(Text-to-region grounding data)
--------------------------------

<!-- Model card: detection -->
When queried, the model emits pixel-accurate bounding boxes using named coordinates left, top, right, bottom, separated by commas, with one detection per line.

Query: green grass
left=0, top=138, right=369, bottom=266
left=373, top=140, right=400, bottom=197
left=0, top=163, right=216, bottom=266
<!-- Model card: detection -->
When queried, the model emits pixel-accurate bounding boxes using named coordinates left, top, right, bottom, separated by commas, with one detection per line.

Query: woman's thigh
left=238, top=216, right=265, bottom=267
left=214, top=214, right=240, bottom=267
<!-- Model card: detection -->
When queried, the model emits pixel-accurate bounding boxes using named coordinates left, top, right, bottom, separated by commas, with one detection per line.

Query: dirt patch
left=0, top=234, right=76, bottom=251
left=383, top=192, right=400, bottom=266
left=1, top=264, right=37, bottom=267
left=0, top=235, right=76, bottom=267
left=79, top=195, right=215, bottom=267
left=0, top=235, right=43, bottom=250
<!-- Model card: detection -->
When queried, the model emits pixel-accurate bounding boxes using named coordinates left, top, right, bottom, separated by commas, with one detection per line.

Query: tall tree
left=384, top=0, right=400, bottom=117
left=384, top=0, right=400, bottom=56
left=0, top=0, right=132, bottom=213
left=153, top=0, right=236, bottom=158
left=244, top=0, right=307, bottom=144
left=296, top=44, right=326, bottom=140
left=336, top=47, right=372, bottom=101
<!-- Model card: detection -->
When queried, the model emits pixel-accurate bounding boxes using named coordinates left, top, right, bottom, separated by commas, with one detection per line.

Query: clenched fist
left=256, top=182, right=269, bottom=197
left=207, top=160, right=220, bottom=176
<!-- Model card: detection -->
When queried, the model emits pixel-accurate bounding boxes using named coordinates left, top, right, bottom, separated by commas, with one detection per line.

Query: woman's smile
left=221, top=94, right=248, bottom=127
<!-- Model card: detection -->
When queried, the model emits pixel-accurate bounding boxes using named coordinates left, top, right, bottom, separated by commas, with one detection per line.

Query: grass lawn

--------------------------------

## Your instructions
In the answer, each line of the data must appear exactly as written.

## Answer area
<!-- Model card: detection -->
When queried, the model emits pixel-accurate bounding boxes using named coordinates left, top, right, bottom, separated by commas, with one detection per line.

Query: green grass
left=0, top=138, right=369, bottom=266
left=373, top=140, right=400, bottom=197
left=0, top=163, right=216, bottom=266
<!-- Model card: detection -->
When queried, the model emits pixel-accurate bounding boxes using named coordinates left, top, right, bottom, separated by commas, with one detection per line.

Query: woman's thigh
left=238, top=216, right=265, bottom=267
left=214, top=214, right=240, bottom=267
<!-- Model card: detection -->
When queried, the model emits pixel-accurate bounding boxes using named coordinates left, top, right, bottom, separated by commas, with one detection per line.

Query: dirt patch
left=0, top=234, right=76, bottom=251
left=383, top=192, right=400, bottom=266
left=1, top=264, right=37, bottom=267
left=0, top=235, right=76, bottom=267
left=79, top=195, right=215, bottom=267
left=0, top=235, right=43, bottom=250
<!-- Model card: detection -->
When queried, the model emits pixel-accurate bounding boxes using named coordinates left, top, right, bottom, separated by commas, with one detection per line.

Query: tall tree
left=384, top=0, right=400, bottom=117
left=384, top=0, right=400, bottom=56
left=0, top=0, right=132, bottom=213
left=153, top=0, right=236, bottom=158
left=244, top=0, right=307, bottom=144
left=296, top=44, right=326, bottom=140
left=336, top=47, right=372, bottom=101
<!-- Model card: detection -->
When queried, the model emits pixel-accurate bounding boxes using named coordinates left, top, right, bottom, separated by commas, with one detection per line.

Query: clenched fist
left=256, top=182, right=269, bottom=197
left=207, top=160, right=220, bottom=176
<!-- Model card: detection -->
When queried, the model emits pixel-accurate bounding boxes using named coordinates left, top, right, bottom, separated by commas, with one detection per line.

Query: woman's smile
left=221, top=94, right=248, bottom=127
<!-- Model card: detection -->
When queried, the model emits pixel-accurate bounding boxes using named coordinates left, top, right, bottom, separated by commas, with one detection per line.

Query: grass lawn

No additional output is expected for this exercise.